Task requirements: Please update the part of the interview transcript below that begins at the words "Mr. Wilson: That" and stops after "it.  Bad. Really bad." by writing it out again with "mistake" changed to "error".

Mr. Lucas: Oh yeah. Oh yeah.

Mr. Wilson: That was a bad mistake. It took something like that to make people think we ought to put something in there where you can smell it.  Bad. Really bad.

Mr. Lucas: You know, I taught school out at Forest Glade when we moved back here and then went on into Mexia. I taught school for a couple years. I taught school at Colorado right after we married. Non-accredited, 12 grades. Now the preaching was real good in that church out in Colorado and I hadn’t even thought about teaching school. But then I as working for some outfit up there in the summertime, preaching for a little congregation out in Colorado. And it was just a small group there and then the men and I met with them in the later part of the summer and graduated in June. And I went up there and started preaching and working on the side there, then Nell and I married in September and went back up there. So I got the guys together there at the church and I told them, I said, now you guys are gonna have to find me a job. I’ve been working out there this summer building houses, you’re gonna have to find me a job. I’m gonna have to go back to Texas and find me some work there. And I never will forget what one old man there said to me just before he died. He said have you ever thought about teaching school? I said, no I never have given it any thought at all, but I’d be willing to. Well over there in Haskell about 15-20 miles over here. It was a 5 people school and one teacher quit and they were trying to hire a teacher, so I just go over there. Well, a 2-story school house was sitting just off the road there about 100 yards. I went up to the school house and there was about 3 or 4 guys sitting on the front porch there and I got out and went up there and got acquainted with them and they were the school board members, and one teacher had quit right there just before school started. And they were meeting there to hire other people. I tell you what, I visited with them for a little bit and they did hire me right there. I didn’t even have a teaching certificate, nothing.

Data entries:
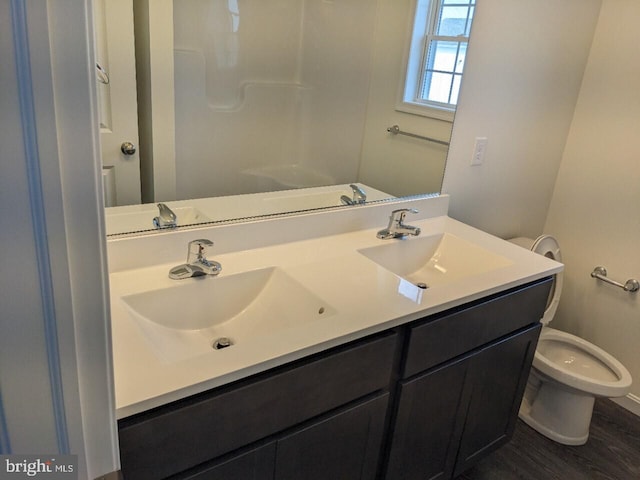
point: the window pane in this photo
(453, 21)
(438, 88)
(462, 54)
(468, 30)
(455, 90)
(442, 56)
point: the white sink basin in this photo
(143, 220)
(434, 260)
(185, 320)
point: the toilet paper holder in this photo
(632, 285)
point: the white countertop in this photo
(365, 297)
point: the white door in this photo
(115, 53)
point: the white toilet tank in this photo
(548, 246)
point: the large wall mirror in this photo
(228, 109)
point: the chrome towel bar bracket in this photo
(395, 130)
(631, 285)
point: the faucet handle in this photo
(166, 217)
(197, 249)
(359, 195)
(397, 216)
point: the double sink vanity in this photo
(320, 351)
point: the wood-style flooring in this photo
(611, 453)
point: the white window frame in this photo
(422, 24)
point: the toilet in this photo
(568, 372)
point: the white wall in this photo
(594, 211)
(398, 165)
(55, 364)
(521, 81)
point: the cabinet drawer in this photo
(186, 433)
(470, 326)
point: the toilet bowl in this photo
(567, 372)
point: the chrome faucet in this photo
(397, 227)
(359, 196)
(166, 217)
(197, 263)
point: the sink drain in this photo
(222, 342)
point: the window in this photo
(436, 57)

==

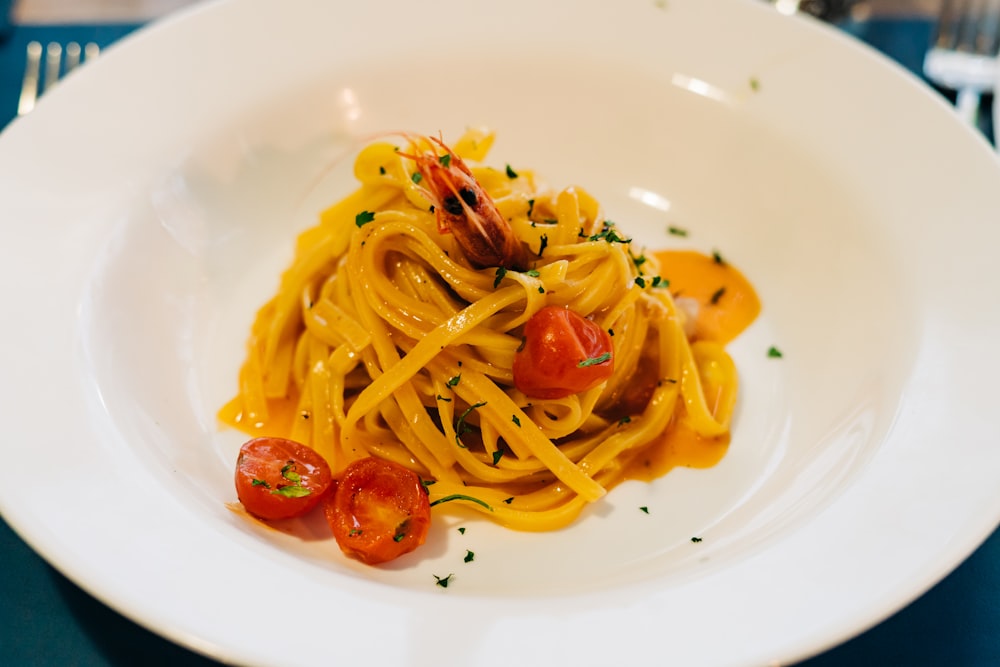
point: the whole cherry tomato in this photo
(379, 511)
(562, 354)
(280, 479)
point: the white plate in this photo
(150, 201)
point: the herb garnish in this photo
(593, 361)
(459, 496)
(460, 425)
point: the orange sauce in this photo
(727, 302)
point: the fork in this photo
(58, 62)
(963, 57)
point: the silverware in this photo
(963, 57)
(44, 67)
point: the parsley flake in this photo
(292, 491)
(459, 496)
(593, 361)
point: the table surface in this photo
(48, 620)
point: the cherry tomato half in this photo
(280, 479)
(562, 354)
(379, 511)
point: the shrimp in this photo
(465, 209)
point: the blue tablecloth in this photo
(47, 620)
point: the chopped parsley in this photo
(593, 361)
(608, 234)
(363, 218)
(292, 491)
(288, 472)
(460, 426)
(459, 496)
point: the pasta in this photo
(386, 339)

Solved exercise:
Mr. Wilson: That was a bad error. It took something like that to make people think we ought to put something in there where you can smell it.  Bad. Really bad.